**The task:** Lines, not repeats, are what count: give the number of lines below that hold "green", and nothing more.

**Natural language region descriptions:**

———

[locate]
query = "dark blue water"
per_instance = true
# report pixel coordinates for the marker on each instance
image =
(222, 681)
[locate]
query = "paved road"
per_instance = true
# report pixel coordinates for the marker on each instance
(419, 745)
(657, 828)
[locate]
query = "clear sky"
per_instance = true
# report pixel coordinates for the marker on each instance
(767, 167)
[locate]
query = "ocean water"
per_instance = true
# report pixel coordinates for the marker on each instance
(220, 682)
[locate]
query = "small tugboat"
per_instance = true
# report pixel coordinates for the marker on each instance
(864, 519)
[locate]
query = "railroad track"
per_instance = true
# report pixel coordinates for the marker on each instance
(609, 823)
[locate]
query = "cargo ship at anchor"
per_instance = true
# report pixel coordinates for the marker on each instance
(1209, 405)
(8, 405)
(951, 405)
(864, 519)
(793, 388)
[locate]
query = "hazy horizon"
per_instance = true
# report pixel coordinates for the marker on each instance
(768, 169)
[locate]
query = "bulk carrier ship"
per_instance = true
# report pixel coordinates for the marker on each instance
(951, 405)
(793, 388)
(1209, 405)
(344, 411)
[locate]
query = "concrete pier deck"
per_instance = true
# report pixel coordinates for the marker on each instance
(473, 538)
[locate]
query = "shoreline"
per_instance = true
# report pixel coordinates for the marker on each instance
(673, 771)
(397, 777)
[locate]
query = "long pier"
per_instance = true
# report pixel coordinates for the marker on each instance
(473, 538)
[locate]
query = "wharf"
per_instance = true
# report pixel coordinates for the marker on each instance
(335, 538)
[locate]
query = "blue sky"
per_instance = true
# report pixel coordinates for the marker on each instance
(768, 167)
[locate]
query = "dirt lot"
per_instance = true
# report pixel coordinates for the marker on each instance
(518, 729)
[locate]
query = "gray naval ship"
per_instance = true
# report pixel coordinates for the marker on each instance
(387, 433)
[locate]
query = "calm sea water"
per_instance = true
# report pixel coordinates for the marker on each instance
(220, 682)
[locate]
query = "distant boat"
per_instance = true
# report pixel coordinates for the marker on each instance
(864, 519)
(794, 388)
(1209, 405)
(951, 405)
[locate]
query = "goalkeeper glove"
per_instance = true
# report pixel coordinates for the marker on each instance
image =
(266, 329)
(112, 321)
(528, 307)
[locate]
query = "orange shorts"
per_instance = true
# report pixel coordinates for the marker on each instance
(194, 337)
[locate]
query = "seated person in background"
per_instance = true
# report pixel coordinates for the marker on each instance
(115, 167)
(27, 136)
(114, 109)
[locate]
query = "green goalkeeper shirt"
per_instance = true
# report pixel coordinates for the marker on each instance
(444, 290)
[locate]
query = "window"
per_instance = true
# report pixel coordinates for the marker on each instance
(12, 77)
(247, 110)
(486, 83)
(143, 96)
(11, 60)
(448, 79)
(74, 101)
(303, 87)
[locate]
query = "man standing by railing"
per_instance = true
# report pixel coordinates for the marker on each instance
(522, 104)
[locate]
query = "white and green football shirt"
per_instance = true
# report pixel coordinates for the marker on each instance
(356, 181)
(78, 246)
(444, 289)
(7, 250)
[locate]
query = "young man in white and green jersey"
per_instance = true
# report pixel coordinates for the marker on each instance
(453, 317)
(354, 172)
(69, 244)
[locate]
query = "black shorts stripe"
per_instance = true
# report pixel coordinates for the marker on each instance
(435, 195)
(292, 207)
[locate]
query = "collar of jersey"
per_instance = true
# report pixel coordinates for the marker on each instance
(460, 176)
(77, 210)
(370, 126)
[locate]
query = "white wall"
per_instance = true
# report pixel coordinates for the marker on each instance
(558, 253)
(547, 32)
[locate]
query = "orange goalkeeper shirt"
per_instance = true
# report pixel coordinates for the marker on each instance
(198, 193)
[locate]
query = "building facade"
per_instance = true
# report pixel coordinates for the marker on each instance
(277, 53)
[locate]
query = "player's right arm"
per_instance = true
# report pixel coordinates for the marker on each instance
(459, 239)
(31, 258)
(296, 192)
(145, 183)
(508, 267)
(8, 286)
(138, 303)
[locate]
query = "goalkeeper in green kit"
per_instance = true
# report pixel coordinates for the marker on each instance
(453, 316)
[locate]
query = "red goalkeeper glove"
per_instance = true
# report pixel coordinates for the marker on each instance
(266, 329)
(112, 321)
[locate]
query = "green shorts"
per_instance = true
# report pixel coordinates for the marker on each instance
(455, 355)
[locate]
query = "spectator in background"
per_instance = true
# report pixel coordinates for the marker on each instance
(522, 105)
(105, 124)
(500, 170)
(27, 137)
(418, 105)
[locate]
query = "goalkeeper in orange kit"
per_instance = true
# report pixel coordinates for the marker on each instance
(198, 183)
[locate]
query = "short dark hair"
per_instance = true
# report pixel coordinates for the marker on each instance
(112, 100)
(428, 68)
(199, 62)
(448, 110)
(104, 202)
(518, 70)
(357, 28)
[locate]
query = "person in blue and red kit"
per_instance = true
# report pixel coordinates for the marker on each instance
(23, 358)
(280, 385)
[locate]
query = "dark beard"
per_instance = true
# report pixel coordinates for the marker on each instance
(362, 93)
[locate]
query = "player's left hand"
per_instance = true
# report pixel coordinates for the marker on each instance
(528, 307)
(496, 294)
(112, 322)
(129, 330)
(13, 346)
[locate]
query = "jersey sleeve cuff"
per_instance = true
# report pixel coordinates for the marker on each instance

———

**Solution to this problem:** 5